» **What you will do**: Turn each line of the material below into an item of a numbered list, and leave out any blank lines.
──────────────────────────────
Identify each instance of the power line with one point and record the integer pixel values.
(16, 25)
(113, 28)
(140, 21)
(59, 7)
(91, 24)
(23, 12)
──────────────────────────────
» **Finished answer**:
1. Identify each instance of the power line with one point and record the integer pixel values.
2. (16, 25)
3. (113, 28)
4. (140, 21)
5. (59, 7)
6. (91, 24)
7. (23, 12)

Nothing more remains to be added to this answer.